AUSGEWÄHLTER AUSZUG:
+++

Das Paläozän/Eozän-Temperaturmaximum (PETM) vor etwa 55 Millionen Jahren war eine kurze Periode einer globalumfassenden starken Klimaerwärmung, die in einem Warmklima erfolgte und laut gängigen Modellen mit einem erhöhten Eintrag von Treibhausgasen verbunden war. Lange ging man davon aus, dass die Temperaturen während des PETM innerhalb von ca. 20.000 Jahren um 6° stiegen. Das PETM wird oftmals als Beispiel für die Klimakraft des CO2 herangezogen. Dabei wird jedoch vergessen zu erwähnen, dass es in der Klimagleichung eine erschreckende Erkenntnislücke gibt. Der im Verlauf des PETM erfolgte starke Anstieg der atmosphärischen Kohlendioxid-Konzentration kann nämlich nur zwischen 1 und 3,5 Kelvin des beobachteten Temperaturanstiegs erklären. Nach einer 2009 in Nature veröffentlichten Studie ist von weiteren, bislang unbekannten Ursachen oder verstärkenden Rückkopplungen auszugehen. Daher ist es außerordentlich schwer, die Rolle des CO2 zu quantifizieren.
Nun ist ein weiteres großes Fragezeichen aufgetaucht. Offenbar hatte man wichtige pH-Wert-Korrekturen nicht berücksichtigt, so dass die PETM-Erwärmung möglicherweise überschätzt wurde. Ein Team um David Evans publizierte hierzu am 6. April 2016 in Climate of the Past. In den Conclusions nimmt man kein Blatt vor den Mund:
Using a combination of new and compiled data on the relationship between foraminifera Mg/Ca and seawater carbonate chemistry, we show that pH exerts a large control on Mg incorporation into planktic foraminiferal calcite. Using these data, we present new calibrations of how differential modern and ancient pH may be corrected for. This correction is on the order of 5–20 % per 0.1 unit pH shift between pH7.7 and 8.3 (total scale), and has the implication that both absolute and relative Mg/Ca-derived temperature changes are likely to be inaccurate and imprecise if secular variation in carbonate chemistry is unaccounted for. We apply these findings to the PETM and EOT. Over the PETM, the 0.3 unit pH shift (Penman et al., 2014) may be counteracted to an extent by the recent finding that the sensitivity of the relationship between Mg/Ca and temperature was likely lower in the Paleogene (Evans et al., 2016), although the uncertainty in relative temperature and hydrology change is substantially greater than previously thought. However, coupled with the effect that pH exerts on foraminifera 18O (Spero et al., 1997), we show that at most sites peak-PETM sea surface hydrology was likely characterised by a shift to less saline conditions relative to the pre-onset baseline.
Noch 2011 hatte Spektrum der Wissenschaft die Situation dramatisch dargestellt:
Was lehrt uns die letzte Erderwärmung?
Vor 56 Millionen Jahren ereignete sich die rasanteste globale Erwärmung in vorgeschichtlicher Zeit. Lange galt sie als warnendes Beispiel für die Gegenwart. Doch nun fanden Forscher heraus, dass der damalige Temperaturanstieg wesentlich langsamer als gedacht vonstattenging. Der heutige Klimawandel ist viel dramatischer.
Die Dramatik verpuffte dann jedoch im Dezember 2014 als die University of Utah in einer Pressemitteilung die Zeit-Verhältnisse wieder ins rechte Lot brachte:
Past Global Warming Similar to Today’s: Size, Duration Were Like Modern Climate Shift, but in Two Pulses
The rate at which carbon emissions warmed Earth’s climate almost 56 million years ago resembles modern, human-caused global warming much more than previously believed, but involved two pulses of carbon to the atmosphere, University of Utah researchers and their colleagues found.

+++

DATENAUSZUG:
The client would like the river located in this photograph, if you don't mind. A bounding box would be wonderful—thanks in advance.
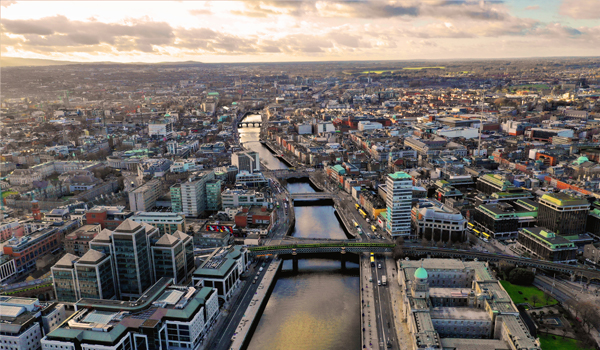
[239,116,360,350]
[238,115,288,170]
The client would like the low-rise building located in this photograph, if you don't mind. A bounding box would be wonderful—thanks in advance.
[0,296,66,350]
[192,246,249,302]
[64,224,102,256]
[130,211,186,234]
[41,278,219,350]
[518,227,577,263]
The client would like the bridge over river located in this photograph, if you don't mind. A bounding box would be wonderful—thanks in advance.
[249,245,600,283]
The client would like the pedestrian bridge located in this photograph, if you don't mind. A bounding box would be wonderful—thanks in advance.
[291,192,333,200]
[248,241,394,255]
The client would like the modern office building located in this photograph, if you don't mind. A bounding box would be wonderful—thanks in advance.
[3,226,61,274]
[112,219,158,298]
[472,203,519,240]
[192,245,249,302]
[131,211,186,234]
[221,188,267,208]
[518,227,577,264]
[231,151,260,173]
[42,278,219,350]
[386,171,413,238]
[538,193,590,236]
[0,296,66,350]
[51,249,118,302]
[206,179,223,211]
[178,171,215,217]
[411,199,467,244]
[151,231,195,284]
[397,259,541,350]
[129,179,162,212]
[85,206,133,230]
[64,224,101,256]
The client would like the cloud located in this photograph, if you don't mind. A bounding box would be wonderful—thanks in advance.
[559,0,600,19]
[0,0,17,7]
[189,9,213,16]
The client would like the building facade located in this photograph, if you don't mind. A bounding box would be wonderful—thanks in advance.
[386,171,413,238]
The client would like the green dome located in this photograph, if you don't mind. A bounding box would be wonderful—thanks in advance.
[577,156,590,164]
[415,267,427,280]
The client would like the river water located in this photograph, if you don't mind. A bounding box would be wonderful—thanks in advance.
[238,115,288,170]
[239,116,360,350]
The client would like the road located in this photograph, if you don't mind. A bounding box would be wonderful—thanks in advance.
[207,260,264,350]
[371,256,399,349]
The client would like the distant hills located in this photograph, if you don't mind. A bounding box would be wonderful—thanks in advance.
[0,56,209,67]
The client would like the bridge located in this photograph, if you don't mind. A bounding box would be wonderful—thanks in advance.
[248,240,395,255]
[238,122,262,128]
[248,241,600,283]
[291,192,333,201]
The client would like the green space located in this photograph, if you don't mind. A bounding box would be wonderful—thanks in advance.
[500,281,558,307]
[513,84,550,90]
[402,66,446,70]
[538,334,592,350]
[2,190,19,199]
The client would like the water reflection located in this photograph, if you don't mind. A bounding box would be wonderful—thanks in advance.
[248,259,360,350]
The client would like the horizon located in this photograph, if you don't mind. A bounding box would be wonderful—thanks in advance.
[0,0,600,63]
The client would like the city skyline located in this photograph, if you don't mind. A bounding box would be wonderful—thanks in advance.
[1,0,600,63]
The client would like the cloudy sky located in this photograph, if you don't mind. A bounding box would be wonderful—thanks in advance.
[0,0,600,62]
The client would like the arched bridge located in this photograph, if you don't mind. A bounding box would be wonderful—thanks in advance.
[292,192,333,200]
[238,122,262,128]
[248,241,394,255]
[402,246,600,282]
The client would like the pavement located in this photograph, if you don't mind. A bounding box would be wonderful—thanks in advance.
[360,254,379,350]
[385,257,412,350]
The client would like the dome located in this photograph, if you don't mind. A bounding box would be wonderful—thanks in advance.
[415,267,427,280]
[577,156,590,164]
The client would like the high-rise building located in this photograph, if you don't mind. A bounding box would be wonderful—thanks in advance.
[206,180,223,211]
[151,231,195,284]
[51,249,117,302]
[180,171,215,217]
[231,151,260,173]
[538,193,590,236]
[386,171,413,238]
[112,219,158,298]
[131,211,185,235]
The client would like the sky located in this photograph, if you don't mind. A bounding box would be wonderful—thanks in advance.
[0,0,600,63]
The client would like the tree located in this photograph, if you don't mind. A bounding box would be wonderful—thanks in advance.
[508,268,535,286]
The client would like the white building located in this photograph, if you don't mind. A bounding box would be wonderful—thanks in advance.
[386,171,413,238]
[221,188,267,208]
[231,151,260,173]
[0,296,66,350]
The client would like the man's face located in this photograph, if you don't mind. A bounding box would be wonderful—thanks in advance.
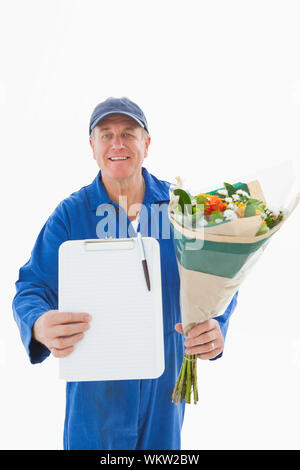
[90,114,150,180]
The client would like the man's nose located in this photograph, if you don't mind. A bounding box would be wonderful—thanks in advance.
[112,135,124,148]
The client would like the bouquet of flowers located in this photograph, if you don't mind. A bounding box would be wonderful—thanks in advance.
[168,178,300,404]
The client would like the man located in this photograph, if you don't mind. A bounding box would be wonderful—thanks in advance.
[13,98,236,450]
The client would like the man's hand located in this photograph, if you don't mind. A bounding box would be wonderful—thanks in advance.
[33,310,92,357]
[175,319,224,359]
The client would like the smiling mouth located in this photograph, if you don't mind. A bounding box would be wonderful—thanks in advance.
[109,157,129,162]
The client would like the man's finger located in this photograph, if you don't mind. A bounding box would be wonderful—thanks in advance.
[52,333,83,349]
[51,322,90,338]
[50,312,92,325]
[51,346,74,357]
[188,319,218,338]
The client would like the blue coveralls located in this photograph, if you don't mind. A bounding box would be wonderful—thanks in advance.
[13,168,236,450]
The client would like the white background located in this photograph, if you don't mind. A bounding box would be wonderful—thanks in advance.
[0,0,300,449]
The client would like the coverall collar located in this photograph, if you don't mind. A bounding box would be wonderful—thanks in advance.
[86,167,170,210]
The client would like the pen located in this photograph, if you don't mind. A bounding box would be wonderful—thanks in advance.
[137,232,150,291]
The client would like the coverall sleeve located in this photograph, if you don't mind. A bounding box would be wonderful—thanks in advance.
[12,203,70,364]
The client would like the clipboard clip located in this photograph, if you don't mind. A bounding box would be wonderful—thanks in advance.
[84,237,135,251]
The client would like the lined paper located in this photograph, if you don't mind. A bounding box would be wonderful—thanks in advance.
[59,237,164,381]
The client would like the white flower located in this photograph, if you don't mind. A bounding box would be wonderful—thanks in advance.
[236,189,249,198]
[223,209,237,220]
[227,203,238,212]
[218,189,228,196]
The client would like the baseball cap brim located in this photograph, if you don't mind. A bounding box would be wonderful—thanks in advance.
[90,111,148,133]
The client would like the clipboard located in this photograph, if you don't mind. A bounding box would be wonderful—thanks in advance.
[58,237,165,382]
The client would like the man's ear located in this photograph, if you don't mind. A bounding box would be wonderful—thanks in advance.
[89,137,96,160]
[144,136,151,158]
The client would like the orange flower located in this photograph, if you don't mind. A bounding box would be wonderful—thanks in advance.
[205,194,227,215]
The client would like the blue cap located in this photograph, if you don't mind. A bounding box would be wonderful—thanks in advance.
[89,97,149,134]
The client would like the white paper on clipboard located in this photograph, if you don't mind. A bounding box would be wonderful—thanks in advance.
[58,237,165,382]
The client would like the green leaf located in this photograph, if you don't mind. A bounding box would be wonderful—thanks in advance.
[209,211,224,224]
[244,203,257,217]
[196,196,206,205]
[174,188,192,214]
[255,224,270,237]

+++

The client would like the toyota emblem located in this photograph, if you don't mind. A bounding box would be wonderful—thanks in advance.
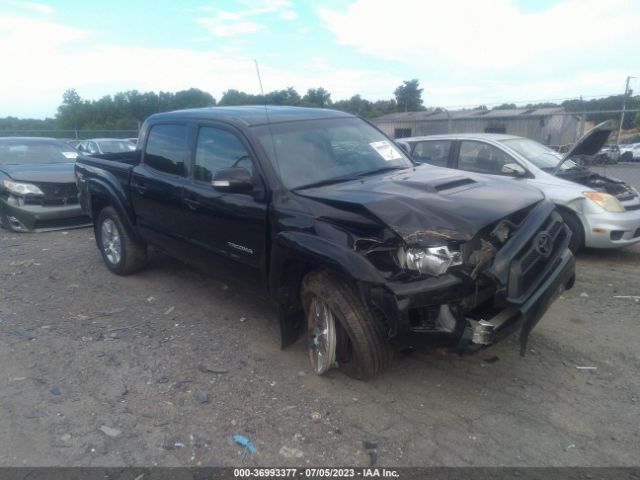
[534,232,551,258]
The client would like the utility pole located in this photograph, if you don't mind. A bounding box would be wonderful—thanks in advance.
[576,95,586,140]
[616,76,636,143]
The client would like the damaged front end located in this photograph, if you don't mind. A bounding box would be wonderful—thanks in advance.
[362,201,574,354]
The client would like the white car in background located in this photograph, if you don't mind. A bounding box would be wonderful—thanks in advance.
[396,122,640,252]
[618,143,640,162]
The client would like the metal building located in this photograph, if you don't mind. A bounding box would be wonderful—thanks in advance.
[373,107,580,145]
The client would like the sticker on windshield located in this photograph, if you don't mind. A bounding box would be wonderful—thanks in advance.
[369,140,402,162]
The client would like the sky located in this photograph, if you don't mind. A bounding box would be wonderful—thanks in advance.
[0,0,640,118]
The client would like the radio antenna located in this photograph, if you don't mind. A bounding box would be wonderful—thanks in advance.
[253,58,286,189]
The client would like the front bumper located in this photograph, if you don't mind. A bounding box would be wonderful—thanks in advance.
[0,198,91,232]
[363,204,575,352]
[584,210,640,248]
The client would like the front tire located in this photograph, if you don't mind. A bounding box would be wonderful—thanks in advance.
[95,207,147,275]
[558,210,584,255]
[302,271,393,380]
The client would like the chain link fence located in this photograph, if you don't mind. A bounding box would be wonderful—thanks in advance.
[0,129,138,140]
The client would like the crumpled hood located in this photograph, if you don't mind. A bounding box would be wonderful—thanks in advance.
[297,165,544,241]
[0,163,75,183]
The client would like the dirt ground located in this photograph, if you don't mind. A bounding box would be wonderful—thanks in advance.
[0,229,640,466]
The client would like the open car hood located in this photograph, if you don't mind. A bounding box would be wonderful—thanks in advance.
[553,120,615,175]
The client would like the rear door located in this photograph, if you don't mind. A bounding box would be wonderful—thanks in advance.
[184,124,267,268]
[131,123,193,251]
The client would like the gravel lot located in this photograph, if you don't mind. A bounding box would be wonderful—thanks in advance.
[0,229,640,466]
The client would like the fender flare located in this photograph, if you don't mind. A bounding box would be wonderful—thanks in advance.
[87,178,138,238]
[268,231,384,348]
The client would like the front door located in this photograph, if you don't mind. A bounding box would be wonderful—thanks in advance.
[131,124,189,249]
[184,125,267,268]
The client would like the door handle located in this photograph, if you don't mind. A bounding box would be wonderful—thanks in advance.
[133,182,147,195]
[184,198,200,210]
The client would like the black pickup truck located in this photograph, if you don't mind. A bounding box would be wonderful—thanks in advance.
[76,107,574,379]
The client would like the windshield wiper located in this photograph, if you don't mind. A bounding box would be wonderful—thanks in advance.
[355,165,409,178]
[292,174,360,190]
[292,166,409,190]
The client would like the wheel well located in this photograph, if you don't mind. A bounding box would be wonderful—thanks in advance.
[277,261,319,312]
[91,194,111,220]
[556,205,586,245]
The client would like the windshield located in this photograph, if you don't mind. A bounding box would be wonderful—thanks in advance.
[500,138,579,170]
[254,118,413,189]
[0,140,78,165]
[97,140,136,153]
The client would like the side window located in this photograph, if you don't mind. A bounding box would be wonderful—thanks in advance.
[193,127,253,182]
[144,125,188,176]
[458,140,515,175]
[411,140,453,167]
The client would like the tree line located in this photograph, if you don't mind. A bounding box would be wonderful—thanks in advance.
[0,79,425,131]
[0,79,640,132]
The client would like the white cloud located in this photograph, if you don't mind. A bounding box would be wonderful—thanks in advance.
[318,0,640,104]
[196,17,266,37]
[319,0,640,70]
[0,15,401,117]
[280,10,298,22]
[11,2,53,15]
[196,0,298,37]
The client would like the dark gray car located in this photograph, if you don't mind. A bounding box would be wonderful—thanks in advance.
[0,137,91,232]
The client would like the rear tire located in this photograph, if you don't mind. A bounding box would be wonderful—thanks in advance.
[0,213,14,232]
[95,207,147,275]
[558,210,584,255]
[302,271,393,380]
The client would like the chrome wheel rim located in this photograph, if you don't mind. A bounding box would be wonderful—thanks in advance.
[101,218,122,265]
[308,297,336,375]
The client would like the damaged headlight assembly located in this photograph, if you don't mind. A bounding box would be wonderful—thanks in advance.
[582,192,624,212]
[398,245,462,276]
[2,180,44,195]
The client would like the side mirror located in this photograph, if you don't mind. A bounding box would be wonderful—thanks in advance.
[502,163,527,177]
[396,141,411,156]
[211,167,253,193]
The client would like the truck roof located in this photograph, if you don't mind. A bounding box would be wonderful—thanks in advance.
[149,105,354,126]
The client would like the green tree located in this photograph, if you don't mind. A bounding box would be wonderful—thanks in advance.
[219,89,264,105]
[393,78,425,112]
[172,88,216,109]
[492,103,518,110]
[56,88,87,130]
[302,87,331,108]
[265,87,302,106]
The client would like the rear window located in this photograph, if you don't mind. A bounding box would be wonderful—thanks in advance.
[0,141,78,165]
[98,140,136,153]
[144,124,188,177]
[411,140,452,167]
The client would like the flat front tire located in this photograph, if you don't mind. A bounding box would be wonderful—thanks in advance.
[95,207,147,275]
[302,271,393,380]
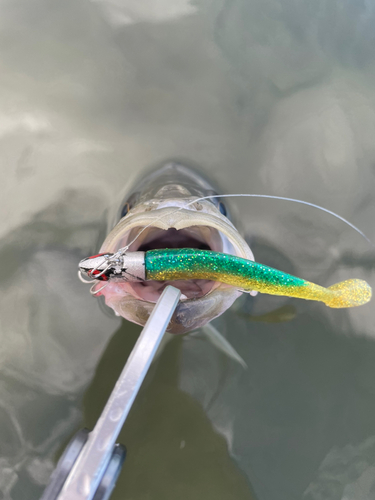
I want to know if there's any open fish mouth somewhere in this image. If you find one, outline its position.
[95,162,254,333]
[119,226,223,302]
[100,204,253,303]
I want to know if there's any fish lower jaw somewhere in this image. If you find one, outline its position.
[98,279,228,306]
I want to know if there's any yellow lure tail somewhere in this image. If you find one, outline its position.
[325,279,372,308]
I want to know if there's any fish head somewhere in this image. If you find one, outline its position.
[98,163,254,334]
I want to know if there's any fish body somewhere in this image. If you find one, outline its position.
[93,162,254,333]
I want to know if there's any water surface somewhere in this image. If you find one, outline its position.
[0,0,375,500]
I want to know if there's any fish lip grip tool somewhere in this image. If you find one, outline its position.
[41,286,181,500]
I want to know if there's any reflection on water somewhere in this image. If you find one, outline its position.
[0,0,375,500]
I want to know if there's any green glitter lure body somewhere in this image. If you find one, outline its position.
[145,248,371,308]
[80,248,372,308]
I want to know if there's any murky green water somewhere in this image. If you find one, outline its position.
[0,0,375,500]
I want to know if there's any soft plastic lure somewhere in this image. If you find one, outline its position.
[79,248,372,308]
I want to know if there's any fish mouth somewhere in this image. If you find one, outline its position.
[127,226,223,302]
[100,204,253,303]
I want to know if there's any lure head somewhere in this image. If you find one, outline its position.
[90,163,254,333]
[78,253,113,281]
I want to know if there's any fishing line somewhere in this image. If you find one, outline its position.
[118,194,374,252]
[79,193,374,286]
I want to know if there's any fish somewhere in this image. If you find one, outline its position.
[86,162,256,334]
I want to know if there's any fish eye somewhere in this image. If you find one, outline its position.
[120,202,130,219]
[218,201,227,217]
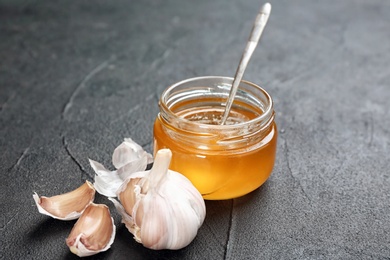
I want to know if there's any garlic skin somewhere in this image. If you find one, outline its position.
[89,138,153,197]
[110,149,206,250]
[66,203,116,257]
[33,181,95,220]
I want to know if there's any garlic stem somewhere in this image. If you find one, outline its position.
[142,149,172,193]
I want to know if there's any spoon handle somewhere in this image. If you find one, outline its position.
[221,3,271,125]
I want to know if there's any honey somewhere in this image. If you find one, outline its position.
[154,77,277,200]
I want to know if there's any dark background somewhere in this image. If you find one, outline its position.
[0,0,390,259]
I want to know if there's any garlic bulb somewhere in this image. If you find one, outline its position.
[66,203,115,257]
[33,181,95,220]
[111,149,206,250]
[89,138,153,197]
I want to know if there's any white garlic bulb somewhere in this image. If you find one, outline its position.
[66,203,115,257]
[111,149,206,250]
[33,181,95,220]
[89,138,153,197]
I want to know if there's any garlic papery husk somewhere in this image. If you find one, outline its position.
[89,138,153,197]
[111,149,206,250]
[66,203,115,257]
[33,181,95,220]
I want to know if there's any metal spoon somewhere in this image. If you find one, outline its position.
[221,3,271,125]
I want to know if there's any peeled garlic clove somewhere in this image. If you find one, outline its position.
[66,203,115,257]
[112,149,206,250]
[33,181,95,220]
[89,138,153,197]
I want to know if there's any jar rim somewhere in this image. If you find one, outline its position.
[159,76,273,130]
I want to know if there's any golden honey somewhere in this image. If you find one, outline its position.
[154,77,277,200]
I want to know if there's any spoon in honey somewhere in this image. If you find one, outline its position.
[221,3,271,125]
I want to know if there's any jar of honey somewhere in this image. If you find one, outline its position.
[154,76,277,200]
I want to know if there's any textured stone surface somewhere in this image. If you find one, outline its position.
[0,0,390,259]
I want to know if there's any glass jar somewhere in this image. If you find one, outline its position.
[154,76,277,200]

+++

AUFGABENSTELLUNG:
Führe den Text über das Paläozän/Eozän-Temperaturmaximum im Anschluss an seinen letzten Satz weiter.

ÜBUNGSERGEBNIS:
The findings mean the so-called Paleocene-Eocene thermal maximum, or PETM, can provide clues to the future of modern climate change. The good news: Earth and most species survived. The bad news: It took millennia to recover from the episode, when temperatures rose by 5 to 8 degrees Celsius (9 to 15 degrees Fahrenheit).
“There is a positive note in that the world persisted, it did not go down in flames, it has a way of self-correcting and righting itself,” says University of Utah geochemist Gabe Bowen, lead author of the study published today in the journal Nature Geoscience. “However, in this event it took almost 200,000 years before things got back to normal.”
Bowen and colleagues report that carbonate or limestone nodules in Wyoming sediment cores show the global warming episode 55.5 million to 55.3 million years ago involved the average annual release of a minimum of 0.9 petagrams (1.98 trillion pounds) of carbon to the atmosphere, and probably much more over shorter periods.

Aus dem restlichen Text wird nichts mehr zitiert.